**** Extract ****

BY ALAN GOMEZ
More than half of the nation’s immigrants receive some kind of government welfare, a figure that’s far higher than the native-born population’s, according to a report to be released Wednesday.
About 51% of immigrant-led households receive at least one kind of welfare benefit, including Medicaid, food stamps, school lunches and housing assistance, compared to 30% for native-led households, according to the report from the Center for Immigration Studies, a group that advocates for lower levels of immigration.
Those numbers increase for households with children, with 76% of immigrant-led households receiving welfare, compared to 52% for the native-born.
The findings are sure to fuel debate on the presidential campaign trail as Republican candidates focus on changing the nation’s immigration laws, from calls for mass deportations to ending birthright citizenship.
Steven Camarota, director of research at the center and author of the report, said that’s a much-needed conversation to make the country’s immigration system more “selective.”

**** Excerpted records ****

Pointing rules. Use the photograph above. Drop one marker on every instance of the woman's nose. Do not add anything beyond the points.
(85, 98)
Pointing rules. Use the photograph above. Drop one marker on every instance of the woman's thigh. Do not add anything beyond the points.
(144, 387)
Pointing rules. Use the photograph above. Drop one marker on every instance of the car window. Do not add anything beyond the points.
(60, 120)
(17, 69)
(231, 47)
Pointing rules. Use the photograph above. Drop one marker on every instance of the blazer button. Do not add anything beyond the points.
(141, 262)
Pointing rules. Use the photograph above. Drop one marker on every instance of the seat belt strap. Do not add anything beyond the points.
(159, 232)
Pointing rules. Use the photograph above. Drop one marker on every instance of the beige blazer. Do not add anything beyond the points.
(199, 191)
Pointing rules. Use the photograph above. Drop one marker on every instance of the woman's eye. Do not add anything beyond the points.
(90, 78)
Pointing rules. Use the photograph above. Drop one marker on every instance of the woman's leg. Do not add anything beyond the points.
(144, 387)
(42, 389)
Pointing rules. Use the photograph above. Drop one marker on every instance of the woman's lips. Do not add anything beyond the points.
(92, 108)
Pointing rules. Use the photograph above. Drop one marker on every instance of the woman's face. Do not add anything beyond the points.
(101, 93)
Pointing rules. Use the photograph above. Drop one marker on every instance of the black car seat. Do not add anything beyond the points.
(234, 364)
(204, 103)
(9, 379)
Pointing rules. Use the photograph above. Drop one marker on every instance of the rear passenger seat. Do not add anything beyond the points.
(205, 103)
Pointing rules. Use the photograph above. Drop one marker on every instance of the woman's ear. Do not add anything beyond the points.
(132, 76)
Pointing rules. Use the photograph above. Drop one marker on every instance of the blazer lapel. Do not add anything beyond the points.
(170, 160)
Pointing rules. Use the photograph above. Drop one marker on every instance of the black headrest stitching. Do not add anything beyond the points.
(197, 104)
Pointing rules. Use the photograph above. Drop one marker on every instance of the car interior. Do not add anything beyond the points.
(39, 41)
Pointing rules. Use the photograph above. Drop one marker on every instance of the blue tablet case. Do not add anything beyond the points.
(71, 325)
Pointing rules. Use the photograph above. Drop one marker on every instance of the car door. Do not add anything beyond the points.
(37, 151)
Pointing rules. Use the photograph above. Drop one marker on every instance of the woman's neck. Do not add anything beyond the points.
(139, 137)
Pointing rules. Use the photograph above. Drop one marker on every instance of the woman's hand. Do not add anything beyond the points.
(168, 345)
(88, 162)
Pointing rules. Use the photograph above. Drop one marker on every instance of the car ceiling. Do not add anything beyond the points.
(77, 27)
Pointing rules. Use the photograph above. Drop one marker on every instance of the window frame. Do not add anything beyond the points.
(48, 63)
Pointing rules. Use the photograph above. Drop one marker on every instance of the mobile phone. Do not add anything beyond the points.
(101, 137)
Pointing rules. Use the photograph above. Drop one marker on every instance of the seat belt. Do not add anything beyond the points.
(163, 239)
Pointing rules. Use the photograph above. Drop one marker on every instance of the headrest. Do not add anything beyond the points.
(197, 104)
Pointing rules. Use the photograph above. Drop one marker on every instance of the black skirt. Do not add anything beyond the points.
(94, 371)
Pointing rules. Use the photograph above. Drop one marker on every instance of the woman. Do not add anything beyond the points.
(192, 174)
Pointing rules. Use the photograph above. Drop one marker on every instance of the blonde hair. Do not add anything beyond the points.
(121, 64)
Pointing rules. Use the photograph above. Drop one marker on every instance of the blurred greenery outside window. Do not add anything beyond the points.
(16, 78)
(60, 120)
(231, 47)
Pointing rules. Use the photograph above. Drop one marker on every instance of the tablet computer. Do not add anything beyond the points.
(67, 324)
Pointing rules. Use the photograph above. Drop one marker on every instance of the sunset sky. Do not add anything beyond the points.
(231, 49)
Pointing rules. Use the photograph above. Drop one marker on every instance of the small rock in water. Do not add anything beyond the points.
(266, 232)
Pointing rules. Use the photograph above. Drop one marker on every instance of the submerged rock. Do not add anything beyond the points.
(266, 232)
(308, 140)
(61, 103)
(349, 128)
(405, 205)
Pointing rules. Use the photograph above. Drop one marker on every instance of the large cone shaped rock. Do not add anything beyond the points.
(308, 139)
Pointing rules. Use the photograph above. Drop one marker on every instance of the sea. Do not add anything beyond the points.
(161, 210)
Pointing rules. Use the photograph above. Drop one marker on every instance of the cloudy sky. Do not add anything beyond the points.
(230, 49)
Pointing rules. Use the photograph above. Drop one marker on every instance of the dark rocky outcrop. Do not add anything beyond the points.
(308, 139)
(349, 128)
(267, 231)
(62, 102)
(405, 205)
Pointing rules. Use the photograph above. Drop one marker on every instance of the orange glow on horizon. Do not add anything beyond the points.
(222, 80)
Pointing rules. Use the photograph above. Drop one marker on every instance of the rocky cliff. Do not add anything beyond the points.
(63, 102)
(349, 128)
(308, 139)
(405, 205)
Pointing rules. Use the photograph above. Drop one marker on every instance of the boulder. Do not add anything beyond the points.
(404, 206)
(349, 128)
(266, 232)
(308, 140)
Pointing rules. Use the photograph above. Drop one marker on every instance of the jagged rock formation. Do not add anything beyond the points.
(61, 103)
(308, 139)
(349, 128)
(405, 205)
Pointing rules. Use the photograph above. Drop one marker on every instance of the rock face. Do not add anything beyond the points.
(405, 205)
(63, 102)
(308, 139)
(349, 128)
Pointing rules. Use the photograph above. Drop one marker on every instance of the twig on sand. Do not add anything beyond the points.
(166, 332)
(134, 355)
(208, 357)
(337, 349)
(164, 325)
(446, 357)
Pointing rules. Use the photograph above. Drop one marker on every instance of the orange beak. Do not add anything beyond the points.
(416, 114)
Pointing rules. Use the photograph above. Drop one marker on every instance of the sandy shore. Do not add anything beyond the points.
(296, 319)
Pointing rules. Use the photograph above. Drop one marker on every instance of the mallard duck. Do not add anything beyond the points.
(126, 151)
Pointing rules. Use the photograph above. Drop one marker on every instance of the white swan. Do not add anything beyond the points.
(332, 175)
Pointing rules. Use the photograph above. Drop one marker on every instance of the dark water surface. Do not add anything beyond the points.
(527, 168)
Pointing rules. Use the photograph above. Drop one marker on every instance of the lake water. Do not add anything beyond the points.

****

Prompt A:
Could you rewrite the paragraph of the welfare article that begins "About 51% of immigrant-led households" as a short list of its main facts?
Prompt B:
Can you sum up the welfare article in two sentences?
Prompt C:
Can you repeat the welfare article word for word, from "The findings are" to "ending birthright citizenship."?
The data has no connection to the article on immigrant welfare use.

Solution A:
- About 51% of immigrant-led households receive at least one welfare benefit.
- Benefits counted include Medicaid, food stamps, school lunches and housing assistance.
- The comparable figure for native-led households is 30%.
- The figures come from the Center for Immigration Studies, which advocates for lower immigration levels.

Solution B:
A Center for Immigration Studies report finds that about 51% of immigrant-led households receive at least one welfare benefit, compared with 30% of native-led households, and that the figures rise to 76% versus 52% for households with children. The findings are expected to fuel debate among Republican presidential candidates focused on immigration law, and report author Steven Camarota said the conversation is needed to make the immigration system more "selective."

Solution C:
The findings are sure to fuel debate on the presidential campaign trail as Republican candidates focus on changing the nation’s immigration laws, from calls for mass deportations to ending birthright citizenship.